## What needs to be done
Reproduce verbatim the part of the material below that opens with the line containing "Kindly give the mask of every instance of the dark" and runs through the end of the material, and output nothing else.

## Dataset extract
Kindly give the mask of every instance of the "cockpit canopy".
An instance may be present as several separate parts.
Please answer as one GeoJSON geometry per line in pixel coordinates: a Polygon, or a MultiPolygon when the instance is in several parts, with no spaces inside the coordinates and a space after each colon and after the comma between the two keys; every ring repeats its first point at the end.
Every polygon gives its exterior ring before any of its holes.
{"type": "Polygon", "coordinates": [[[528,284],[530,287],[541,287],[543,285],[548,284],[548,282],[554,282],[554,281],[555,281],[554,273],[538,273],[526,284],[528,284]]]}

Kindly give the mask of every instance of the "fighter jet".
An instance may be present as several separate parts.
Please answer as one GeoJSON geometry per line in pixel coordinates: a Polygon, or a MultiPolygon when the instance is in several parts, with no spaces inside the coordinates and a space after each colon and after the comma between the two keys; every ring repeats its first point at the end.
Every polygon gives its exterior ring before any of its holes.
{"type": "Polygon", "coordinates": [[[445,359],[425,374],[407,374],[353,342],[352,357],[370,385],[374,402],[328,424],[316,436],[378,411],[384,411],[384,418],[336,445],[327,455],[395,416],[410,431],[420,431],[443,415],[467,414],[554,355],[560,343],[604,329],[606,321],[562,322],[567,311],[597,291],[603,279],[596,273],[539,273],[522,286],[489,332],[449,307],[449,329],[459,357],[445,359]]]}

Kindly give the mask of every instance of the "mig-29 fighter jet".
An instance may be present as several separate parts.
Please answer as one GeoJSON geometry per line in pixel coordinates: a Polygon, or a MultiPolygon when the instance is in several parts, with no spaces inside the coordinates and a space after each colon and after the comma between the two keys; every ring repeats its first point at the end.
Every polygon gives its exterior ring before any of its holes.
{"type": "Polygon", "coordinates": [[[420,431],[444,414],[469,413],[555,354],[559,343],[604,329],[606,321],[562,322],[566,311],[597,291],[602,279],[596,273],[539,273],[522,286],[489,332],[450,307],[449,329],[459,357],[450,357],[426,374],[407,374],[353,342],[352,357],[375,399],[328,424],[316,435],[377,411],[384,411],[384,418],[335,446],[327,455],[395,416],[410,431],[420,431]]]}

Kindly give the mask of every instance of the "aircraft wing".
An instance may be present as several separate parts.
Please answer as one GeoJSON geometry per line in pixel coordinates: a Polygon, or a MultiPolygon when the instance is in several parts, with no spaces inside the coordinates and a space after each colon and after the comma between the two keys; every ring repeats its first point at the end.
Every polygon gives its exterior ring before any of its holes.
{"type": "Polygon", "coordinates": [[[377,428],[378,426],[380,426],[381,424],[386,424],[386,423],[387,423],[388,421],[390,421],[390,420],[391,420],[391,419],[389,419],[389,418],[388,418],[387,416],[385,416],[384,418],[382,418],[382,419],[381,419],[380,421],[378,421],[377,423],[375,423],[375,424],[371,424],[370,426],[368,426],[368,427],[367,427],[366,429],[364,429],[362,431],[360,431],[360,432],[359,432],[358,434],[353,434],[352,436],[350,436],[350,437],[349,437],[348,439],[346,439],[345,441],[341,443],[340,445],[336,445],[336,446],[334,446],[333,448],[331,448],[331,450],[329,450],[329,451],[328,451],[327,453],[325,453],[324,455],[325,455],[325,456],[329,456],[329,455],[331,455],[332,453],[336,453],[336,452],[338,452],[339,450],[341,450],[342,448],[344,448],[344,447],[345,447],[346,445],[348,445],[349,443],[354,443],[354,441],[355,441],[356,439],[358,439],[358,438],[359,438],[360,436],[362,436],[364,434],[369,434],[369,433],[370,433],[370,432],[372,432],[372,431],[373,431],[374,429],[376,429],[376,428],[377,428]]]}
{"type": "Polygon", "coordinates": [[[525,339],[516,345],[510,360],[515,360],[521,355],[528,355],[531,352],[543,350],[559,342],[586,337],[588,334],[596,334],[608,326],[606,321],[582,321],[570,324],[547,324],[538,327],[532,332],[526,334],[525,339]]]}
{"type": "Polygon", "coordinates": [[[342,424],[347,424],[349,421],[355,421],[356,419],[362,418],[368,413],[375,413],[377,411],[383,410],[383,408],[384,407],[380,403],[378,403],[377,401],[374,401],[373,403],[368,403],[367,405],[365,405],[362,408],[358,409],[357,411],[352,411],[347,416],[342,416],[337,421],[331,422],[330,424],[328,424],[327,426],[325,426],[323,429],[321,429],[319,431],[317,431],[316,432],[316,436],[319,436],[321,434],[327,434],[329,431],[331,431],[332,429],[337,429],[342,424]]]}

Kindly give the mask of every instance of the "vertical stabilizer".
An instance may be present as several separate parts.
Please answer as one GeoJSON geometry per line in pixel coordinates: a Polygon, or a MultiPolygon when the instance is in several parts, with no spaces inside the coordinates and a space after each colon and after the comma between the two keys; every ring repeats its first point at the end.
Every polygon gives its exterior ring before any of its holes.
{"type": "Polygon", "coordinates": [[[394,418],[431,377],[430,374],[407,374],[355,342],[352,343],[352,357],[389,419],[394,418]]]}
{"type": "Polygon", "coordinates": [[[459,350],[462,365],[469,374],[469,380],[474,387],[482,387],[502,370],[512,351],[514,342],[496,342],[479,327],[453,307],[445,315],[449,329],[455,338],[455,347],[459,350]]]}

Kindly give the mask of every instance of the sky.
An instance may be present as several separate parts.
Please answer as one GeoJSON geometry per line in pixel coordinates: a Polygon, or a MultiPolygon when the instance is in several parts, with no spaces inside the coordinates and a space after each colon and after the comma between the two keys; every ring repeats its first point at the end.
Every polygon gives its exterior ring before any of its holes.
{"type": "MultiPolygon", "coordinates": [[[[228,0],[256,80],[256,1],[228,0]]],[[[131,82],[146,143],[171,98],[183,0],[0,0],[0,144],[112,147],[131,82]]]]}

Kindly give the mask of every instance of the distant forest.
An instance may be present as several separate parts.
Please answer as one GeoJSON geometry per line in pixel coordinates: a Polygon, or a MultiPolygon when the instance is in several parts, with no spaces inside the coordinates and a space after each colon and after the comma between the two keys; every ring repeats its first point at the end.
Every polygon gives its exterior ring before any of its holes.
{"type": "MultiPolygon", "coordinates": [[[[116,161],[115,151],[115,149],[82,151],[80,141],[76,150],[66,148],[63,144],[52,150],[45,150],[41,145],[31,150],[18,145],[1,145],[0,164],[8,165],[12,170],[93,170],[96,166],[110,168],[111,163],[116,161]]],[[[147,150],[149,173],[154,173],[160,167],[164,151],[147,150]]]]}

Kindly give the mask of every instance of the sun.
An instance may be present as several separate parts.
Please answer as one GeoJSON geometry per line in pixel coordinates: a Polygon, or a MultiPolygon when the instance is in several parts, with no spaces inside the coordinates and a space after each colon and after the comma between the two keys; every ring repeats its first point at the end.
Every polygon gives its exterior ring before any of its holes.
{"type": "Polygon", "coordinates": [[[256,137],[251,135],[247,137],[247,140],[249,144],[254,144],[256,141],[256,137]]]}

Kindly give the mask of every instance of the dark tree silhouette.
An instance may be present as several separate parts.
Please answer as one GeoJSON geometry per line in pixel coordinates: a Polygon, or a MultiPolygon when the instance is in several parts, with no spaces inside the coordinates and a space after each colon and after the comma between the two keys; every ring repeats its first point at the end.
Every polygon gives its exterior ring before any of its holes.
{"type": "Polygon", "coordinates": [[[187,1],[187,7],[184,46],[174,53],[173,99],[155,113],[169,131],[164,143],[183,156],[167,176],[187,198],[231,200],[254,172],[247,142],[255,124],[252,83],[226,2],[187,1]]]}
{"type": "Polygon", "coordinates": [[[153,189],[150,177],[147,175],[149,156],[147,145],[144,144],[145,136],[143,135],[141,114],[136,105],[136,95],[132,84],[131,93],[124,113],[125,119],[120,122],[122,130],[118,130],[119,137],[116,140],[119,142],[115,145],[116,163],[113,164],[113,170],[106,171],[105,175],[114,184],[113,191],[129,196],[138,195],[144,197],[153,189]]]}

## Task solution
Kindly give the mask of every instance of the dark tree silhouette.
An instance may be present as several separate parts.
Please answer as one GeoJSON geometry per line in pixel coordinates: a Polygon, or a MultiPolygon when the instance is in several parts, with no spaces inside the coordinates and a space after each colon and after the comma between the two keys; every ring repeats its first point at the end.
Every polygon gives its exterior ring before any of its holes.
{"type": "Polygon", "coordinates": [[[187,1],[187,7],[184,46],[174,53],[173,99],[155,113],[169,131],[164,143],[183,156],[167,176],[187,198],[231,200],[254,172],[247,142],[255,124],[252,83],[226,2],[187,1]]]}
{"type": "Polygon", "coordinates": [[[153,189],[150,177],[147,175],[149,156],[147,145],[144,144],[145,136],[143,135],[141,114],[136,105],[136,95],[132,84],[131,93],[124,113],[125,119],[120,122],[122,130],[118,130],[119,137],[116,140],[119,142],[115,145],[116,163],[113,164],[113,170],[106,171],[105,175],[114,184],[113,191],[129,196],[138,195],[144,197],[153,189]]]}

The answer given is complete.